→ **EXTRAIT À LIRE**

Radio Scoop
Valérie Torrente a été soignée avec le médicament Dépakine depuis l’âge de 12 ans. Aujourd’hui, ses trois enfants sont tous porteurs de lourds handicaps et leur quotidien est rythmé par les soins.
Le tribunal de Paris a tranché la semaine dernière en défaveur de Sanofi dans l’affaire de la Dépakine. La justice a estimé mercredi que le laboratoire avait « commis une faute en manquant à son obligation de vigilance et à son obligation d’information » concernant les risques de son médicament Dépakine pour le fœtus en cas de prise pendant la grossesse.
Cet antiépileptique commercialisé depuis 1967 aurait engendré chez 16.000 à 30.000 bébés exposés in utero, d’après les autorités de santé, des malformations, des décès, des avortements et des troubles du développement neuronal.
Sanofi a fait appel de cette décision.
3 questions à… Valérie Torrente
À l’annonce de ces nouvelles avancées dans ce bras de fer judiciaire, Valérie Torrente, membre de l’association d’Aide aux Parents d’Enfants Souffrant du Syndrome de l’Anti-Convulsivant Apesac en Auvergne-Rhône-Alpes, s’est confiée sur son quotidien pour Radio SCOOP.
Radio SCOOP : pouvez-vous nous expliquer ce qu’est la Dépakine ?
Valérie Torrente : « c’est un médicament soit pour les gens bipolaires, soit pour les gens épileptiques, ce qui est mon cas. Je l’ai pris depuis mes 12 ans, et j’ai passé mes quatre grossesses sous antiépileptique. L’un de mes enfants est décédé avec une grosse malformation. Il s’avère qu’on aurait dû me prévenir plus ! On me disait de ne rien changer, de ne pas diminuer mon traitement, qu’il ne fallait pas faire de crise. On me disait de prendre une vitamine à côté, et qu’il n’y avait pas de raison de s’inquiéter. Résultat des courses : j’ai eu mes grossesses comme ça. Aux échographies, rien n’a pu être détecté, sauf pour le quatrième, et j’ai pu accoucher normalement ».

→ **DONNÉES RÉPERTORIÉES**

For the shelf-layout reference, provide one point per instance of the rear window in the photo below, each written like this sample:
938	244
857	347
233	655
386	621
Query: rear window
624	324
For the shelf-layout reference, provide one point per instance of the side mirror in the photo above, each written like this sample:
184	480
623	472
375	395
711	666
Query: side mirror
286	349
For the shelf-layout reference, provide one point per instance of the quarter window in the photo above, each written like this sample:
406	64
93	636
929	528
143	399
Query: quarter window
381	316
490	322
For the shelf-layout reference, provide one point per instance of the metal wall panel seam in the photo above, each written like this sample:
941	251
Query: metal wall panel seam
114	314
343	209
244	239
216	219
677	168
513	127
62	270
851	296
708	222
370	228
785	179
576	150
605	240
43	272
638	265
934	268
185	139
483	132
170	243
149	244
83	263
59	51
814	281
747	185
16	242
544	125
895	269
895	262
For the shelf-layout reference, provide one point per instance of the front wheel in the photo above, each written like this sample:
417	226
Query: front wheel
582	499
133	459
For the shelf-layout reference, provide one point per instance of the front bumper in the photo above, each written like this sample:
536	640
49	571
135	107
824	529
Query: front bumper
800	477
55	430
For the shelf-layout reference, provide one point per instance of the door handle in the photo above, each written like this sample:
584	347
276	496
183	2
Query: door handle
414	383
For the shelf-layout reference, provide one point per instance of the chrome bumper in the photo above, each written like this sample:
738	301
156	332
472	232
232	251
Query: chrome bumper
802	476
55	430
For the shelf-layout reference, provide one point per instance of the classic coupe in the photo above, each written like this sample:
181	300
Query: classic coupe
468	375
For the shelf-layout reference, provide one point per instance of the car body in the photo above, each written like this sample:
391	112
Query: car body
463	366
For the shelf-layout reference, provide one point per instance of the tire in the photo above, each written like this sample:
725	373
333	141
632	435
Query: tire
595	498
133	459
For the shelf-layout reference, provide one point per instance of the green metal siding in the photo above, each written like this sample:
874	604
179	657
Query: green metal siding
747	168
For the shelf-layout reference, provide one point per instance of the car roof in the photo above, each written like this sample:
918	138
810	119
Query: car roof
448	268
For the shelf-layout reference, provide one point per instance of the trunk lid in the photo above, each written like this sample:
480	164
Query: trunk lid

→ **TÂCHE À ACCOMPLIR**
D'après l'extrait à lire, depuis quelle année la Dépakine est-elle commercialisée ? Le matériel présenté provient d'une autre source.

→ **RÉPONSE À L'EXERCICE**
Elle est commercialisée depuis 1967.